╭─ RECORDS FOR THE EXERCISE
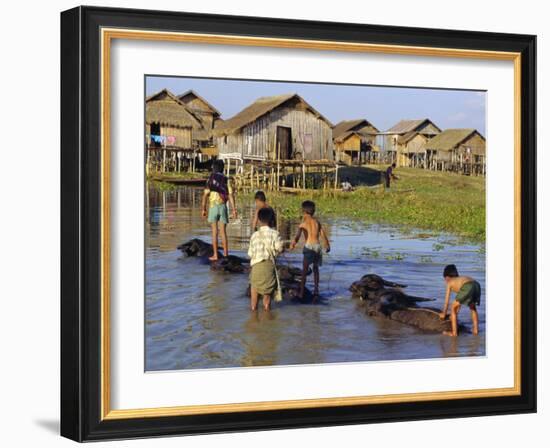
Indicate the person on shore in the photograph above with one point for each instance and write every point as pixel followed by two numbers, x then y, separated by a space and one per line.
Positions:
pixel 312 230
pixel 390 176
pixel 261 203
pixel 265 245
pixel 468 293
pixel 346 185
pixel 218 193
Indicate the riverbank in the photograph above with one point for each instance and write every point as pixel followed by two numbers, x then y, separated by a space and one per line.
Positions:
pixel 429 200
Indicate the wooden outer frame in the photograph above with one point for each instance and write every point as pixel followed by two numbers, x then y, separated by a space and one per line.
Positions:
pixel 86 34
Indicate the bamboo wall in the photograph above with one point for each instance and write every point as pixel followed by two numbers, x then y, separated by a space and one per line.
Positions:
pixel 183 136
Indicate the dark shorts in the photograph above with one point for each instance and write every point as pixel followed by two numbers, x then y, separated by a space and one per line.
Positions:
pixel 469 294
pixel 313 256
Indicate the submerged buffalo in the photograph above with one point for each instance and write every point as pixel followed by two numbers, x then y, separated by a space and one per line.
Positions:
pixel 289 276
pixel 382 298
pixel 199 248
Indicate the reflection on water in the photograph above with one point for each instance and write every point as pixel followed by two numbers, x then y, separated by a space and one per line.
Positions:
pixel 196 318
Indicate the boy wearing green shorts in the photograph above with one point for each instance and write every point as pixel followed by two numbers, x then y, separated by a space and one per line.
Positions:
pixel 468 293
pixel 218 193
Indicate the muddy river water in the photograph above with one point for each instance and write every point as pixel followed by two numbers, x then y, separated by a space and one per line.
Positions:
pixel 197 318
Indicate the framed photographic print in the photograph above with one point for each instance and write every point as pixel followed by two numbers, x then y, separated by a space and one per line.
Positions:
pixel 275 224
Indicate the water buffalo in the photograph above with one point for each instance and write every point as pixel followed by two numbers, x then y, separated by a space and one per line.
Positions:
pixel 199 248
pixel 382 298
pixel 289 276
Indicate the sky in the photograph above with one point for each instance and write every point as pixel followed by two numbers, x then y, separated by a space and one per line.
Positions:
pixel 382 106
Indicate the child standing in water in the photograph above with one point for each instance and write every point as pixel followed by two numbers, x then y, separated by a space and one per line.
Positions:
pixel 218 192
pixel 312 230
pixel 265 245
pixel 468 292
pixel 261 202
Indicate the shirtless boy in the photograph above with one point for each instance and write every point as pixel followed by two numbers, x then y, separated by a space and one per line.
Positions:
pixel 312 230
pixel 260 202
pixel 468 292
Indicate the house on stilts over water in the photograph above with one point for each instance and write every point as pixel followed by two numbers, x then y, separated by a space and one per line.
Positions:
pixel 458 150
pixel 282 132
pixel 208 114
pixel 354 141
pixel 176 136
pixel 403 142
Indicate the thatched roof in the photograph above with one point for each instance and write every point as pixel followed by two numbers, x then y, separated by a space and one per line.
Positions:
pixel 406 138
pixel 184 97
pixel 449 139
pixel 165 108
pixel 259 108
pixel 405 126
pixel 348 125
pixel 343 137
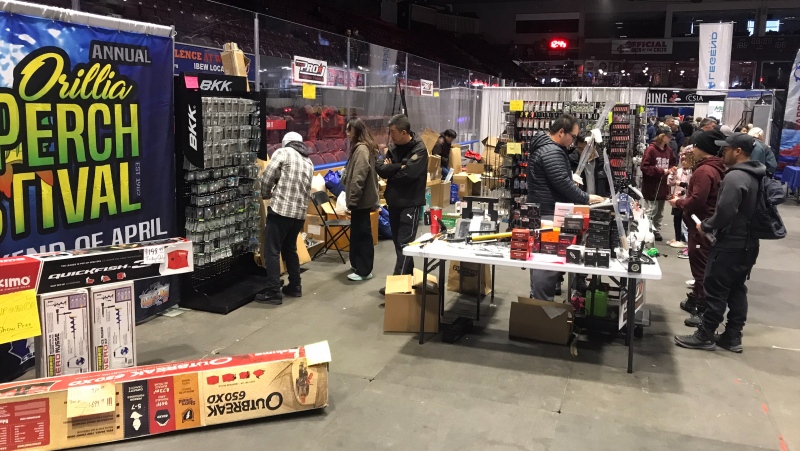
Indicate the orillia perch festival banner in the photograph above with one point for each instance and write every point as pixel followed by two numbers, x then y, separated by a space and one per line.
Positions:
pixel 86 136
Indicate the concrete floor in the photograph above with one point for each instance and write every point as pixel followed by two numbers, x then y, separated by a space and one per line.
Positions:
pixel 486 392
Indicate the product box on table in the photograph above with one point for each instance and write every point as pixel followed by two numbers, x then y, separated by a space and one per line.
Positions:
pixel 541 320
pixel 63 348
pixel 86 409
pixel 403 303
pixel 113 333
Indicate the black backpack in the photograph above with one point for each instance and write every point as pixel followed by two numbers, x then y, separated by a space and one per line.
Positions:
pixel 766 222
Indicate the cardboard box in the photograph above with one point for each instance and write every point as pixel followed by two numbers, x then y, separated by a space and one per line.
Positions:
pixel 113 331
pixel 541 320
pixel 403 303
pixel 106 406
pixel 63 347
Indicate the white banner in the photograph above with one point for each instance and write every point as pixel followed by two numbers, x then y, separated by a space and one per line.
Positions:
pixel 715 55
pixel 307 70
pixel 790 137
pixel 641 46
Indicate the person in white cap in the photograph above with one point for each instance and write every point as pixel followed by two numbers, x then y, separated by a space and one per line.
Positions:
pixel 286 181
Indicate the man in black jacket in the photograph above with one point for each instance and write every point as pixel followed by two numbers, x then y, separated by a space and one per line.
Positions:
pixel 550 181
pixel 735 251
pixel 404 168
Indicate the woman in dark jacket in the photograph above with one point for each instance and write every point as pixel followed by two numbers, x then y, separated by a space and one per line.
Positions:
pixel 361 191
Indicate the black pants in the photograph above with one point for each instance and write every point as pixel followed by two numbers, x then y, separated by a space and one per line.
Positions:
pixel 362 253
pixel 404 222
pixel 726 274
pixel 281 241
╰─
JOB
Could you render all of the rows above as a Markdown table with the columns No. and Line, giving each line its own number and skipping blank lines? Leave the pictures out.

EXERCISE OUTPUT
| No. | Line |
|---|---|
| 1 | Indicate the person on shore in the photograph above with one point for each instance and write every point as pixel followed by two numbers, x then y, separated by a space and one per line. |
| 2 | Positions: |
| 3 | pixel 312 230 |
| 4 | pixel 390 176 |
| 5 | pixel 261 203 |
| 6 | pixel 265 245 |
| 7 | pixel 468 293 |
| 8 | pixel 346 185 |
| 9 | pixel 218 193 |
| 10 | Indicate the riverbank in the photograph above with one point for each instance and write every point as pixel followed by two numbers, x then y, separated by a space and one per line. |
| 11 | Positions: |
| 12 | pixel 429 200 |
| 13 | Indicate the wooden outer frame in the photograph above with one point for each instance and write every point as pixel followed by two numbers, x then y, separated by a space and one per line. |
| 14 | Positions: |
| 15 | pixel 86 34 |
| 16 | Indicate the bamboo wall in the photograph above with one point for each instance and write every point as pixel followed by two numbers, x then y, separated by a space and one per line. |
| 17 | Positions: |
| 18 | pixel 183 136 |
| 19 | Indicate the dark shorts in the photograph above with one point for each instance and write every point as pixel followed by two numbers, x then y, separated by a space and one per line. |
| 20 | Positions: |
| 21 | pixel 469 294 |
| 22 | pixel 313 256 |
| 23 | Indicate the submerged buffalo in the photograph above with one point for each instance and write every point as pixel followed by two numbers, x then y, separated by a space and one per line. |
| 24 | Positions: |
| 25 | pixel 289 276 |
| 26 | pixel 382 298 |
| 27 | pixel 199 248 |
| 28 | Indicate the reflection on water in the photograph above with one point for each instance and write every point as pixel followed by two numbers, x then y, separated by a space and one per line. |
| 29 | Positions: |
| 30 | pixel 196 318 |
| 31 | Indicate the boy wearing green shorts in the photograph above with one point for each instance and write every point as pixel followed by two numbers, x then y, separated by a space and one per line. |
| 32 | Positions: |
| 33 | pixel 468 293 |
| 34 | pixel 218 193 |
| 35 | Indicate the muddy river water in the photograph above with one point for each instance and write every point as pixel followed by two numbers, x then y, separated by a space and one per line. |
| 36 | Positions: |
| 37 | pixel 197 318 |
| 38 | Indicate the framed photographic print in the photograph above with one point for each instance and write every point as pixel followed by two numbers, x then y, separated by a space and one per line. |
| 39 | Positions: |
| 40 | pixel 275 224 |
| 41 | Indicate the water buffalo in the photograph above with one point for each instance and write every point as pixel followed by two numbers, x then y, separated by a space and one per line. |
| 42 | Positions: |
| 43 | pixel 199 248 |
| 44 | pixel 382 298 |
| 45 | pixel 289 276 |
| 46 | Indicate the sky in the photograph above with one point for each instance and write every point as pixel followed by two numbers, x then y, separated by a space and one per line. |
| 47 | Positions: |
| 48 | pixel 382 106 |
| 49 | Indicate the child standing in water in the photograph above with one point for each instance and write every point as pixel followed by two numbers, x then y, separated by a space and one per line. |
| 50 | Positions: |
| 51 | pixel 218 192 |
| 52 | pixel 312 230 |
| 53 | pixel 265 245 |
| 54 | pixel 468 292 |
| 55 | pixel 261 202 |
| 56 | Indicate the shirtless boy in the photograph above with one point for each instance and write every point as pixel followed by two numbers, x then y, separated by a space and one per line. |
| 57 | Positions: |
| 58 | pixel 312 230 |
| 59 | pixel 260 202 |
| 60 | pixel 468 292 |
| 61 | Indicate the house on stilts over water in the photograph above with one point for each instance and write every point as pixel followed by two numbers, x then y, separated by a space and one per line. |
| 62 | Positions: |
| 63 | pixel 458 150 |
| 64 | pixel 282 132 |
| 65 | pixel 208 114 |
| 66 | pixel 354 141 |
| 67 | pixel 176 136 |
| 68 | pixel 403 142 |
| 69 | Indicate the thatched roof in the photograph above with one point for each instance and write every point as pixel followed by two numbers, x then y, separated by a space and one per line. |
| 70 | Positions: |
| 71 | pixel 406 138 |
| 72 | pixel 184 97 |
| 73 | pixel 449 139 |
| 74 | pixel 165 108 |
| 75 | pixel 259 108 |
| 76 | pixel 405 126 |
| 77 | pixel 348 125 |
| 78 | pixel 343 137 |
| 79 | Indicate the orillia perch festival banner in the photograph above with one point for each instance and write every point as pixel followed by two numbers, x then y, separated by a space and one per line. |
| 80 | Positions: |
| 81 | pixel 86 136 |
| 82 | Indicate the concrete floor in the photograph above with one point for each instance and write every point as pixel followed by two numbers, x then y, separated by a space and one per line. |
| 83 | Positions: |
| 84 | pixel 486 392 |
| 85 | Indicate the product box on table in the photograph above with one point for each instance and write every point as pixel followed by two numbers, x then y, separated by a space and one per line. |
| 86 | Positions: |
| 87 | pixel 541 320 |
| 88 | pixel 63 348 |
| 89 | pixel 86 409 |
| 90 | pixel 403 303 |
| 91 | pixel 113 333 |
| 92 | Indicate the black backpack in the photograph above with one point for each instance and write every point as pixel followed by two numbers, x then y, separated by a space and one per line. |
| 93 | Positions: |
| 94 | pixel 766 222 |
| 95 | Indicate the cardboard box in the photograph above with one point for each instance and write every point as pixel followed by two numbers, x then y, separated by a space and one per line. |
| 96 | Positions: |
| 97 | pixel 113 331 |
| 98 | pixel 541 320 |
| 99 | pixel 403 303 |
| 100 | pixel 106 406 |
| 101 | pixel 63 347 |
| 102 | Indicate the white banner in the photograph above with one point for each instance and write every point as pixel followed by two numbers, x then y, separated by a space and one per line. |
| 103 | Positions: |
| 104 | pixel 715 55 |
| 105 | pixel 307 70 |
| 106 | pixel 790 137 |
| 107 | pixel 641 46 |
| 108 | Indicate the person in white cap in the photograph above with one point for each instance and write every point as pixel followed by two numbers, x then y, separated by a space and one per line. |
| 109 | Positions: |
| 110 | pixel 286 181 |
| 111 | Indicate the man in black jacket in the photograph above with one point for each instance and write every point as pixel followed by two numbers, x then y, separated by a space and one per line. |
| 112 | Positions: |
| 113 | pixel 550 181 |
| 114 | pixel 735 251 |
| 115 | pixel 404 168 |
| 116 | Indicate the woman in dark jacket in the photograph above with one point for each instance and write every point as pixel followed by two numbers, x then y, separated by a space and one per line. |
| 117 | Positions: |
| 118 | pixel 361 191 |
| 119 | Indicate the black pants in the photograph above with one point for each instance and write every point as pixel followed by two numbers, x then y, separated by a space and one per line. |
| 120 | Positions: |
| 121 | pixel 362 253 |
| 122 | pixel 404 222 |
| 123 | pixel 726 274 |
| 124 | pixel 281 241 |